[What needs to be done] Go through the data below and repeat it exactly, skipping each picture.

[Stored data]
==================================================

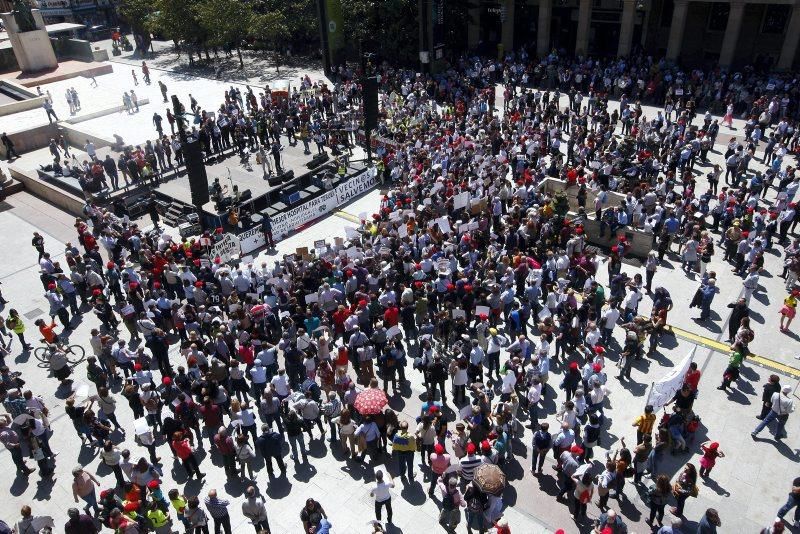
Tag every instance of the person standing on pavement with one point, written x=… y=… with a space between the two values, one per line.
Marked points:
x=452 y=502
x=9 y=146
x=79 y=523
x=793 y=501
x=218 y=510
x=269 y=444
x=254 y=509
x=10 y=438
x=440 y=461
x=782 y=406
x=15 y=324
x=183 y=450
x=739 y=310
x=683 y=488
x=404 y=445
x=772 y=386
x=731 y=373
x=711 y=452
x=709 y=522
x=83 y=484
x=383 y=497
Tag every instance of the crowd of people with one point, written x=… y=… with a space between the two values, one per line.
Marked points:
x=496 y=302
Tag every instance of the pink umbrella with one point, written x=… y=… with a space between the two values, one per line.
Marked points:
x=371 y=401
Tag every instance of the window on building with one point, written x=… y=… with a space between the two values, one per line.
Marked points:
x=775 y=17
x=718 y=17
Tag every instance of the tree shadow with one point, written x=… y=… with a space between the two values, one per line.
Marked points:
x=762 y=297
x=713 y=485
x=278 y=488
x=20 y=485
x=413 y=493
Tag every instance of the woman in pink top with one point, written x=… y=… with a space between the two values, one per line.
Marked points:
x=83 y=486
x=440 y=461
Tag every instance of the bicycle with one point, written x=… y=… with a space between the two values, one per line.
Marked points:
x=78 y=353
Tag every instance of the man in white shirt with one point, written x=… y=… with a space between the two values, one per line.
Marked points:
x=610 y=318
x=383 y=496
x=782 y=406
x=280 y=384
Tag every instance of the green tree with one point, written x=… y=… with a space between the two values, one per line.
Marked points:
x=138 y=15
x=226 y=22
x=271 y=29
x=389 y=28
x=177 y=20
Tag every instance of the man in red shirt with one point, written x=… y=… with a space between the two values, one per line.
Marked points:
x=391 y=316
x=225 y=447
x=692 y=378
x=212 y=418
x=48 y=331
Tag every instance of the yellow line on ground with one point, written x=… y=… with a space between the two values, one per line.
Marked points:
x=348 y=216
x=679 y=332
x=723 y=347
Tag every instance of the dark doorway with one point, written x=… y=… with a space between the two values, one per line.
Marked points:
x=604 y=38
x=491 y=27
x=564 y=28
x=526 y=18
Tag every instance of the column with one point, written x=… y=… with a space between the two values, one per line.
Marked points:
x=508 y=26
x=584 y=16
x=790 y=41
x=731 y=34
x=543 y=28
x=626 y=28
x=679 y=11
x=474 y=27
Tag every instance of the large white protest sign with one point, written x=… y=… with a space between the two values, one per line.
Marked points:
x=664 y=390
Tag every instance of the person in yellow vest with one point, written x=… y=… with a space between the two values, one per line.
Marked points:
x=158 y=520
x=178 y=502
x=15 y=324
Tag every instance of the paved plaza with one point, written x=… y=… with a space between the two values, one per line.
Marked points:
x=747 y=486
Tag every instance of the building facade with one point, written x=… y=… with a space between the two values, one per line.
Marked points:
x=731 y=34
x=88 y=12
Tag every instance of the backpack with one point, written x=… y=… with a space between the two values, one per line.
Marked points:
x=448 y=501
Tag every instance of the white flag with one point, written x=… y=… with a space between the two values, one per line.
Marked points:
x=664 y=390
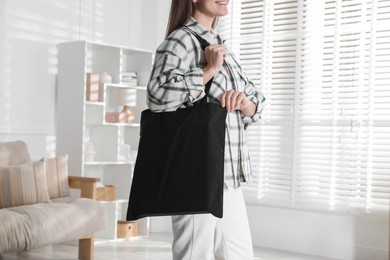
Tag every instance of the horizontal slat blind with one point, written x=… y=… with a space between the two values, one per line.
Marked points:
x=324 y=66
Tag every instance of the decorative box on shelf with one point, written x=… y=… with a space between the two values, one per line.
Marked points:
x=106 y=193
x=126 y=229
x=92 y=87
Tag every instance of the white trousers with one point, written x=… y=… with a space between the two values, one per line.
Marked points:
x=205 y=237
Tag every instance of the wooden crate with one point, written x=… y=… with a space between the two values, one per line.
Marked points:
x=106 y=193
x=126 y=229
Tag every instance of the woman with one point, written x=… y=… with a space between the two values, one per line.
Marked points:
x=178 y=79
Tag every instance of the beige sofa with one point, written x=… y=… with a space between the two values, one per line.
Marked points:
x=36 y=208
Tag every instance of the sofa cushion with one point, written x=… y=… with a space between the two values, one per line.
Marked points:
x=23 y=184
x=51 y=223
x=14 y=153
x=14 y=231
x=57 y=176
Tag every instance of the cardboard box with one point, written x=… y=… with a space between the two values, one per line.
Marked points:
x=107 y=193
x=92 y=87
x=126 y=229
x=115 y=117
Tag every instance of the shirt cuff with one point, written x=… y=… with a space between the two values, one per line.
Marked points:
x=248 y=120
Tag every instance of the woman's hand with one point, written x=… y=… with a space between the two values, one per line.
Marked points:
x=214 y=55
x=237 y=100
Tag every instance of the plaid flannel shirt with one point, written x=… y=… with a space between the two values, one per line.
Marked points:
x=177 y=81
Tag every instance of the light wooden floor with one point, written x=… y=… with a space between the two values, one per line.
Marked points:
x=155 y=247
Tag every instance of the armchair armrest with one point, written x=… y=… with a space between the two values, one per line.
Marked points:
x=85 y=184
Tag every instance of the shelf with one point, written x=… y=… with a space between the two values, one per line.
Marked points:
x=119 y=85
x=81 y=127
x=123 y=124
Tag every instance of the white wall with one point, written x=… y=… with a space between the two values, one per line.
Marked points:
x=29 y=32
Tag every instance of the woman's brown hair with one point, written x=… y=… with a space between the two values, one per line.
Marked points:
x=181 y=11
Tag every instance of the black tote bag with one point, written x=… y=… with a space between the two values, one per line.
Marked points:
x=180 y=163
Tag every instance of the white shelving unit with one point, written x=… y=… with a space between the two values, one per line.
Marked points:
x=81 y=123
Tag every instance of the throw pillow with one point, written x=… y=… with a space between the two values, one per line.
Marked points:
x=57 y=176
x=23 y=184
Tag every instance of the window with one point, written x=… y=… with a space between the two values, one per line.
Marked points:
x=324 y=139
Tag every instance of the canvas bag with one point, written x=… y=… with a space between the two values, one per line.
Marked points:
x=179 y=168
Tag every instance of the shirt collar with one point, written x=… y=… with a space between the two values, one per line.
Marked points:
x=212 y=37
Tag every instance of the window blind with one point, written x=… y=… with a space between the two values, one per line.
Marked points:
x=323 y=141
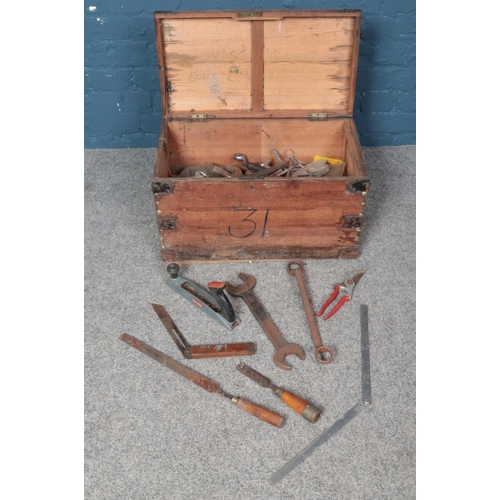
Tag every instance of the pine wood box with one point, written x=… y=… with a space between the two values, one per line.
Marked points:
x=250 y=82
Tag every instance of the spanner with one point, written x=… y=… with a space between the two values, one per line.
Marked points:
x=321 y=349
x=283 y=348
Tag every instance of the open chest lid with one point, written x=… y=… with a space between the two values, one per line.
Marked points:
x=257 y=64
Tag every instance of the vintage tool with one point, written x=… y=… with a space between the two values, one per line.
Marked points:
x=264 y=173
x=323 y=354
x=344 y=290
x=290 y=154
x=202 y=381
x=251 y=166
x=307 y=410
x=336 y=167
x=283 y=348
x=216 y=304
x=355 y=410
x=201 y=351
x=316 y=168
x=366 y=393
x=278 y=157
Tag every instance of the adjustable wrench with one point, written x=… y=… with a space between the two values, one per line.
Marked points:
x=321 y=349
x=283 y=348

==================================================

[Expected answer]
Tag every instance of the person standing on pavement with one point, written x=… y=… with a space between the two values, one per line.
Marked points:
x=452 y=502
x=9 y=146
x=79 y=523
x=793 y=501
x=218 y=510
x=269 y=444
x=254 y=509
x=10 y=438
x=440 y=461
x=782 y=406
x=15 y=324
x=183 y=450
x=739 y=310
x=683 y=488
x=404 y=445
x=772 y=386
x=731 y=373
x=711 y=452
x=709 y=522
x=83 y=484
x=383 y=497
Tag every instance of the crowd of people with one point, written x=… y=… with a space between the two values, one per line.
Marked points:
x=496 y=302
Tag every instance of the pink umbrella with one point, written x=… y=… with a space between the two values, one per line.
Marked points:
x=371 y=401
Tag every instance of the window on building with one point, written x=… y=… with a space between the two values, one per line.
Marked points:
x=775 y=17
x=718 y=17
Tag every instance of the tree shadow with one point, written x=… y=… with a space between the two values, one per line.
Marked points:
x=762 y=297
x=713 y=485
x=278 y=488
x=20 y=485
x=413 y=493
Tag every instance of the woman in pink top with one point, written x=… y=… with a space between the two values, one per line.
Marked points:
x=83 y=486
x=440 y=461
Tag every instance of the bicycle with one point, written x=… y=… with a space between the two values, one per line.
Marked points:
x=78 y=353
Tag every instance of the man in white shirt with one point, written x=… y=… with a space between the two values, one per line.
Marked points:
x=610 y=318
x=383 y=496
x=782 y=406
x=280 y=384
Tag every instance of the green tree with one point, written x=… y=… with a space between the two values, one per line.
Marked points:
x=138 y=15
x=226 y=22
x=271 y=29
x=389 y=28
x=177 y=20
Tag every instance of the man in red shirt with one point, written x=… y=… with a space between the two values, one per line.
Marked points:
x=391 y=316
x=225 y=447
x=692 y=378
x=212 y=418
x=48 y=331
Tag every instance of the yellow line on ground with one point, written x=… y=… with a space between the two values, one per line.
Marked points:
x=348 y=216
x=679 y=332
x=723 y=347
Tag every instance of the dark doorway with one point, written x=… y=… with a space between the two values, one per line.
Marked points:
x=604 y=38
x=491 y=27
x=564 y=28
x=526 y=18
Tag every instance of the column with one point, written x=… y=… with a space between the two values, one per line.
Marked points:
x=508 y=26
x=584 y=16
x=790 y=41
x=731 y=34
x=543 y=28
x=626 y=28
x=679 y=11
x=474 y=27
Tag every instance of the large white protest sign with one point, written x=… y=… with a space between the two values, one per line.
Marked points:
x=664 y=390
Tag every instance of the person in yellow vest with one point, written x=… y=… with a space between the two values, one per line.
Marked points:
x=158 y=520
x=178 y=502
x=15 y=324
Tag every instance of the paved plaza with one point, written x=… y=… with a space between the two values, one per line.
Marked points:
x=747 y=486
Tag every instance of the building facade with one point, written x=… y=… with a space between the two values, one per line.
Marked points:
x=731 y=34
x=88 y=12
Tag every instance of the backpack with one point, written x=… y=… with a space between the two values, one per line.
Marked points:
x=448 y=501
Tag every instance of the white flag with one point, written x=… y=… with a space between the two values, one per line.
Marked points:
x=664 y=390
Tag every instance of the horizontal slat blind with one point, written x=… y=… with a space between the two values, one per line.
Marked points:
x=324 y=66
Tag every instance of the decorative box on shelf with one point, written x=… y=… with a space between the two values, one per line.
Marked points:
x=106 y=193
x=126 y=229
x=92 y=87
Tag every instance of the white trousers with one point, written x=… y=… with a space between the two values, one per line.
Marked points:
x=205 y=237
Tag every instance of the wooden crate with one point, written x=… y=… with a space between the two values, one per line.
Marked points:
x=106 y=193
x=126 y=229
Tag every instance of the woman with one point, written x=… y=… with a space between the two values, one per line.
Marked points:
x=178 y=79
Tag every instance of the beige sofa with one point, written x=… y=… with a space between the two values, one per line.
Marked points:
x=36 y=208
Tag every instance of the sofa cushion with one point, written x=… y=… with a space between the two values, one per line.
Marked points:
x=23 y=184
x=51 y=223
x=14 y=153
x=14 y=231
x=57 y=176
Tag every instance of the cardboard box with one point, written x=… y=… with a space between the two values, one per line.
Marked points:
x=107 y=193
x=92 y=87
x=126 y=229
x=115 y=117
Tag every instance of the shirt cuff with one point, written x=… y=… with a space between the two values, one per line.
Marked points:
x=248 y=120
Tag every instance of the woman's hand with one point, written x=… y=… with a space between the two values, one per line.
Marked points:
x=214 y=55
x=237 y=100
Tag every instance of the plaid flannel shirt with one point, written x=… y=… with a space between the two values, one per line.
Marked points:
x=177 y=81
Tag every instance of the light wooden floor with one point, written x=… y=… with a space between the two values, one per line.
Marked points:
x=155 y=247
Tag every instance of the armchair armrest with one point, written x=… y=… with a space between the two values, one per line.
Marked points:
x=85 y=184
Tag every instance of the shelf with one point, written x=… y=… with a space between the two values, one per line.
Marked points:
x=119 y=85
x=81 y=127
x=123 y=124
Tag every instance of the white wall with one point, written x=… y=… with a space between the two values, one per line.
Marked points:
x=29 y=32
Tag every instance of the woman's brown hair with one point, written x=… y=… with a space between the two values, one per line.
Marked points:
x=181 y=11
Tag every instance of the black tote bag with one point, written x=… y=… with a space between the two values, one per line.
Marked points:
x=180 y=163
Tag every instance of the white shelving unit with one point, written x=… y=… with a space between the two values, one per line.
Marked points:
x=81 y=123
Tag every instance of the throw pillow with one point, written x=… y=… with a space between the two values, one per line.
Marked points:
x=57 y=176
x=23 y=184
Tag every instance of the window with one point, written x=… y=… with a space between the two values, one per line.
Marked points:
x=324 y=139
Tag every instance of the canvas bag with one point, written x=… y=… with a space between the two values, one per line.
Marked points:
x=179 y=168
Tag every instance of the shirt collar with one point, written x=… y=… with a space between the two values, one per line.
Marked points:
x=212 y=37
Tag every instance of the window blind with one point, written x=… y=… with a space between the two values, one per line.
Marked points:
x=323 y=141
Tag every instance of the pine wood box with one point, written x=… y=… with a space between the two values, one per line.
Marked points:
x=250 y=82
Tag every instance of the spanner with one point, written x=… y=… with a space between the two values, one per line.
Marked points:
x=321 y=349
x=283 y=348
Tag every instance of the open chest lid with one point, written x=… y=… with a space between the two values, one per line.
Marked points:
x=257 y=64
Tag every instance of the vintage tool with one point, written x=… y=… with a space between the two values, one per line.
Marked points:
x=264 y=173
x=323 y=354
x=344 y=290
x=290 y=154
x=202 y=381
x=251 y=166
x=307 y=410
x=336 y=167
x=283 y=348
x=216 y=304
x=355 y=410
x=201 y=351
x=316 y=168
x=366 y=393
x=278 y=157
Tag every instance of the adjustable wrench with one point, written x=… y=… with a space between the two values, one per line.
Marked points:
x=321 y=349
x=283 y=348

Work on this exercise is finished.